A good inventory answers: - How many artifacts need to be migrated? - Which ones are complex and which are straightforward? - What are the dependencies and what order must they be migrated in? - What are the risks?
Step 1: Extract the Artifact List from EME¶
Start with the EME. Pull a full list of all artifacts in production projects:
For each EME Project:
- List all graphs (.mp) with last-run date and owner
- List all DML files (.dml) with usage count
- List all plans (.pln) with step count
- List all transforms (.xfr) with usage count
- List all parameter files (.prm)
- List all scripts (.ksh, .sh)
Filter immediately: Graphs that have not run in 12+ months are likely dead code. Focus the migration on what is actually in active production use.

> [Information shown]:
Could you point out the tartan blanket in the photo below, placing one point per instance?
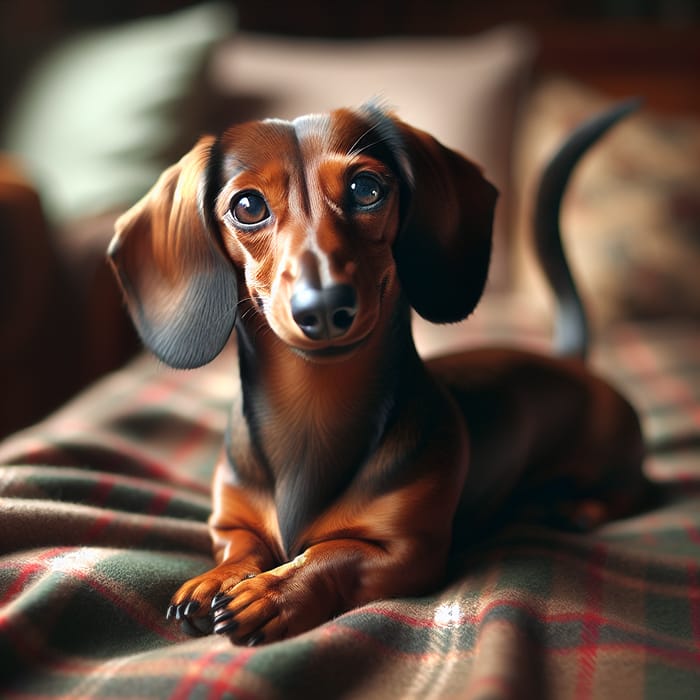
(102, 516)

--

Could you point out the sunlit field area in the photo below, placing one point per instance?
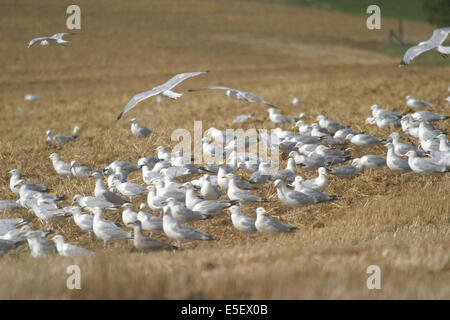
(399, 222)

> [Stated problem]: Reproduce the part of the migration inventory text from "Step 1: Extract" up to and including "scripts (.ksh, .sh)". The records have no connection to the text on migration inventory.

> [Correct result]:
Step 1: Extract the Artifact List from EME¶
Start with the EME. Pull a full list of all artifacts in production projects:
For each EME Project:
- List all graphs (.mp) with last-run date and owner
- List all DML files (.dml) with usage count
- List all plans (.pln) with step count
- List all transforms (.xfr) with usage count
- List all parameter files (.prm)
- List all scripts (.ksh, .sh)